• [Reading text]:
──────
EX-5.1 3 a2222135zex-5_1.htm EX-5.1

Exhibit 5.1

 

[Letterhead of Simpson Thacher & Bartlett LLP]

 

 

 

November 12, 2014

 

Walter Energy, Inc.

3000 Riverchase Galleria, Suite 1700

Birmingham, Alabama 35244

 

Ladies and Gentlemen:

 

We have acted as counsel to Walter Energy, Inc., a Delaware corporation (the “Company”) and the subsidiaries of the Company set forth on Schedule 1 hereto (the “Guarantors”) in connection with the Registration Statement on Form S-3 (the “Registration Statement”) filed by the Company and the Guarantors with the Securities and Exchange Commission (the “Commission”) under the Securities Act of 1933, as amended (the “Securities Act”), relating to (i) shares of common stock of the Company, par value $.01 per share (the “Common Stock”); (ii) warrants to purchase Common Stock (the “Common Stock Warrants”); (iii) shares of preferred stock of the Company, par value $.01 per share (the “Preferred Stock”); (iv) warrants to purchase Preferred Stock (the “Preferred Stock Warrants”); (v) depositary shares (the “Depositary Shares”), which represent fractional interests in the Preferred Stock and which may be represented by depositary receipts (the “Depositary Receipts”); (vi) debt securities, which may be senior, senior subordinated or subordinated and which may be convertible or exchangeable into shares of other securities of the Company (collectively, the “Debt Securities”); (vii) warrants to purchase Debt Securities (the “Debt Security Warrants”); (viii) guarantees of the Guarantors to be issued in connection with the Debt Securities (the “Guarantees”); (ix) contracts for the purchase and sale of Common Stock (the “Purchase Contracts”); and (x) units of the Company, consisting of one or more of the securities described in clauses (i) through (ix) above (the “Units”).  The Common Stock, the Preferred Stock, the Debt Securities, the Guarantees, the Purchase Contracts, the Securities Warrants and the Units are hereinafter referred to, collectively, as the “Securities.”  The Common Stock Warrants, the Preferred Stock Warrants and the Debt Security Warrants are herein referred to, collectively, as the “Securities Warrants”.  The Securities may be issued and sold or delivered from time to time as set forth in the Registration Statement, any amendment thereto, the prospectus contained therein (the “Prospectus”) and supplements to the Prospectus pursuant to Rule 415 under the Securities Act in an amount of up to $2.5 billion.
──────
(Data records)
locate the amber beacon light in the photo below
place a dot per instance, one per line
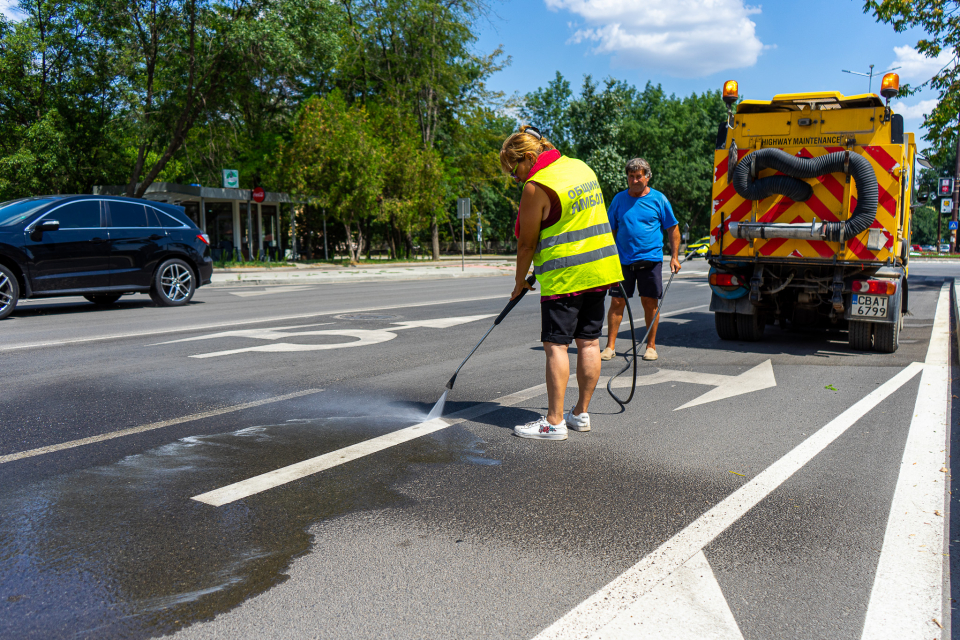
(890, 85)
(731, 91)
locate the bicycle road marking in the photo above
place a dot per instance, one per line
(238, 323)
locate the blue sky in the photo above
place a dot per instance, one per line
(695, 45)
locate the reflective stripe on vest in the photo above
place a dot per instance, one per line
(578, 252)
(572, 236)
(576, 260)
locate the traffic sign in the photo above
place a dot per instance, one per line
(231, 179)
(463, 208)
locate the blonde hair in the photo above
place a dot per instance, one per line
(520, 144)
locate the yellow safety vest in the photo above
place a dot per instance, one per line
(578, 252)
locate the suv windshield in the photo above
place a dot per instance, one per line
(14, 212)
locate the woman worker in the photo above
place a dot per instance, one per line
(562, 229)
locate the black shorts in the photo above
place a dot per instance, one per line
(575, 317)
(646, 276)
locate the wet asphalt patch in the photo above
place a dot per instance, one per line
(120, 550)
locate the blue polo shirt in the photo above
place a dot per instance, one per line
(638, 225)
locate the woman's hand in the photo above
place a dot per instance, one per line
(521, 284)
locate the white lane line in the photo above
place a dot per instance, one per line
(907, 588)
(153, 425)
(599, 609)
(238, 323)
(269, 480)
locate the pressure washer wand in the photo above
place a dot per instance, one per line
(531, 280)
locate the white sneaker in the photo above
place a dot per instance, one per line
(542, 430)
(577, 422)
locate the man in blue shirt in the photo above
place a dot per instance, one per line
(639, 217)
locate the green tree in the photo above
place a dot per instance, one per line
(415, 55)
(190, 61)
(335, 159)
(58, 102)
(940, 19)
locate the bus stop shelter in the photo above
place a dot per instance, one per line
(228, 216)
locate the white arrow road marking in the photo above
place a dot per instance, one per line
(907, 588)
(598, 610)
(755, 379)
(364, 337)
(288, 289)
(689, 605)
(439, 323)
(150, 427)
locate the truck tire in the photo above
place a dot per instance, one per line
(860, 334)
(726, 324)
(886, 337)
(750, 326)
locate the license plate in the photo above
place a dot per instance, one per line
(869, 306)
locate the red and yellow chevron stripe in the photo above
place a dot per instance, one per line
(833, 200)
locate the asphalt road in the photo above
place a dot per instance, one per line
(745, 493)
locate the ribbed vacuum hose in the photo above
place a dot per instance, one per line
(750, 188)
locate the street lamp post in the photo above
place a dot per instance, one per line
(870, 75)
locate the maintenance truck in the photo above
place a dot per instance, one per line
(810, 224)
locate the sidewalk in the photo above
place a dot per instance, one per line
(328, 274)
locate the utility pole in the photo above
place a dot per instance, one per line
(956, 191)
(870, 75)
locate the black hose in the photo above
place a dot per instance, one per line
(749, 187)
(633, 387)
(623, 403)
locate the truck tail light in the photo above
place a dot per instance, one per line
(724, 280)
(877, 287)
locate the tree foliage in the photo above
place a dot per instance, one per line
(940, 20)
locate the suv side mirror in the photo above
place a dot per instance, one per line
(47, 225)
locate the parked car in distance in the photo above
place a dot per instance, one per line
(99, 247)
(701, 247)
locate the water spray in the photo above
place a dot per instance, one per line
(437, 410)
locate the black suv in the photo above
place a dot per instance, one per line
(99, 247)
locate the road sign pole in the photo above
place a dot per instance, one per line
(956, 188)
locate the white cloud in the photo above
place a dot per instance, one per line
(915, 111)
(9, 9)
(915, 67)
(686, 38)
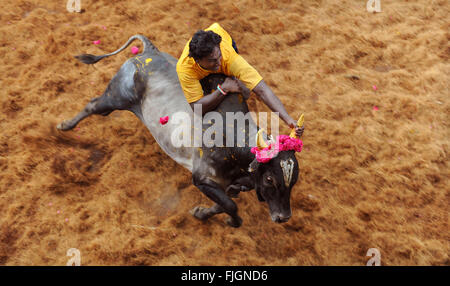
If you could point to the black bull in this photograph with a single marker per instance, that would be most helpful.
(148, 86)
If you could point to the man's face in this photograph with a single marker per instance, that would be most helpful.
(212, 61)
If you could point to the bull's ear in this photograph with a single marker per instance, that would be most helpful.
(253, 166)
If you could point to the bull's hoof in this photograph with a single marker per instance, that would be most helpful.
(234, 222)
(199, 213)
(65, 126)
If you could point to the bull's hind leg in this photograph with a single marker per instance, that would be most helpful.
(223, 203)
(123, 93)
(205, 213)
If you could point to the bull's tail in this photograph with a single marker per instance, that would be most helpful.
(92, 59)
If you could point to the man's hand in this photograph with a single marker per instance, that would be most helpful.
(230, 85)
(298, 130)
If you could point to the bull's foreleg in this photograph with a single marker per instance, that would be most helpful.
(223, 203)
──────
• [Task list]:
**1)** Answer these questions about the opinion letter:
(a) What date does the letter bear?
(b) In what state is Walter Energy, Inc. incorporated?
(c) Up to what amount may the Securities be issued and sold?
**2)** Please copy out the lines of the data records starting at the line that contains "locate the parked" and ending with the last line of the records, both ends included. Leave the pictures out of your answer.

• [Worked solutions]:
**1)**
(a) November 12, 2014
(b) Delaware
(c) $2.5 billion

**2)**
locate the parked car in distance in the photo above
place a dot per instance, one per line
(99, 247)
(701, 247)
locate the water spray in the photo above
place a dot per instance, one per line
(437, 410)
locate the black suv in the photo above
place a dot per instance, one per line
(99, 247)
locate the road sign pole in the photo above
place a dot per instance, one per line
(956, 188)
locate the white cloud in the photo above
place a dot per instance, one per line
(915, 111)
(9, 9)
(915, 67)
(686, 38)
If you could point to the black bull in this photograph with a single marker per instance, that would be most helpful.
(148, 86)
If you could point to the man's face in this photograph with a single marker per instance, that would be most helpful.
(212, 61)
If you could point to the bull's ear in this photograph with a single marker per instance, that would be most helpful.
(253, 166)
If you could point to the bull's hoof in this photograph with a single marker per instance, that would be most helpful.
(234, 222)
(199, 213)
(65, 126)
If you could point to the bull's hind leg in this photograph with a single marker per instance, that would be most helpful.
(223, 203)
(123, 93)
(205, 213)
If you could point to the bull's tail in this photograph with a single marker per instance, that would be most helpful.
(92, 59)
If you could point to the man's hand in this photograph with a single marker per instance, that would be most helpful.
(230, 85)
(298, 130)
If you could point to the bull's foreleg in this photograph with a single marker per instance, that would be most helpful.
(223, 203)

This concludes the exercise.